◆ **PASSAGE TO READ**:
»»

Keith Morgan, chief executive of the British Business Bank, said last year “saw smaller firms benefiting from improving credit conditions and encouraging growth in the volume of alternative finance available. While this continued improvement is welcome, our report shows that smaller businesses still face challenges on their growth journey.

“Despite the improvement in finance markets, many seem to be holding back on their ambition, not simply because they can’t access finance but because they’re cautious about seeking it in the first place.”

The study found that about 70 per cent of small firms would favour slower growth over borrowing, and the proportion expecting to grow this year in fact fell to 37 per cent from 56 per cent 12 months previously.

Morgan added that on the back of the report, the lender will keep focusing on three key areas to help boost the growth potential of small businesses across the UK.

««

◆ **REQUEST 1**:
According to the passage on small-firm finance, what share of small firms would favor slower growth over borrowing?
◆ **REQUEST 2**:
Copy the passage on small-firm finance word for word, starting at "Morgan added that" and ending at "across the UK.".
◆ **REQUEST 3**:
Write the next part of the passage on small-firm finance, picking up after its final sentence.
None of the rows below are needed.

◆ **GIVEN RECORDS**:

»»

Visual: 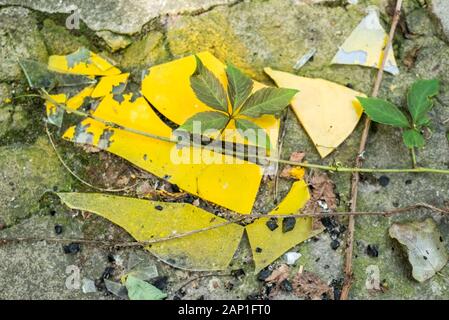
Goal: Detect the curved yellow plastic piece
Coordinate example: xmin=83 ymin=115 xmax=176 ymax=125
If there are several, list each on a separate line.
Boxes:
xmin=245 ymin=180 xmax=315 ymax=273
xmin=45 ymin=93 xmax=67 ymax=127
xmin=48 ymin=48 xmax=121 ymax=76
xmin=64 ymin=95 xmax=263 ymax=214
xmin=91 ymin=73 xmax=129 ymax=98
xmin=332 ymin=9 xmax=399 ymax=75
xmin=142 ymin=52 xmax=280 ymax=149
xmin=66 ymin=86 xmax=94 ymax=112
xmin=58 ymin=193 xmax=243 ymax=271
xmin=265 ymin=68 xmax=365 ymax=158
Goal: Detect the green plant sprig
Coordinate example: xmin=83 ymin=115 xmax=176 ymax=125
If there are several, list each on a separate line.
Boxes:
xmin=177 ymin=56 xmax=298 ymax=150
xmin=358 ymin=80 xmax=440 ymax=151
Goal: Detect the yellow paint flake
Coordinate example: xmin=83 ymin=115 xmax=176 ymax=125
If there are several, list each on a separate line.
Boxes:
xmin=58 ymin=193 xmax=243 ymax=271
xmin=332 ymin=9 xmax=399 ymax=75
xmin=45 ymin=93 xmax=67 ymax=127
xmin=265 ymin=68 xmax=365 ymax=158
xmin=142 ymin=52 xmax=280 ymax=150
xmin=67 ymin=86 xmax=94 ymax=112
xmin=64 ymin=95 xmax=263 ymax=214
xmin=48 ymin=48 xmax=121 ymax=76
xmin=245 ymin=180 xmax=315 ymax=273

««

◆ **RIGHT ANSWER 1**:
About 70 percent.

◆ **RIGHT ANSWER 2**:
Morgan added that on the back of the report, the lender will keep focusing on three key areas to help boost the growth potential of small businesses across the UK.

◆ **RIGHT ANSWER 3**:
These comprise providing capital to the scale-up businesses “that play an important role in driving economic growth”, addressing regional imbalances with ventures like the Northern Powerhouse Investment Fund, and driving awareness of, and confidence in, using the finance options available to them.

Margot James, UK small business minister and scale-up tsar, said that last year the UK government gave an extra £400 million to the British Business Bank “to help unlock later-stage venture capital investment”.

She added: “I want firms to have the confidence to invest in the opportunities available to them.”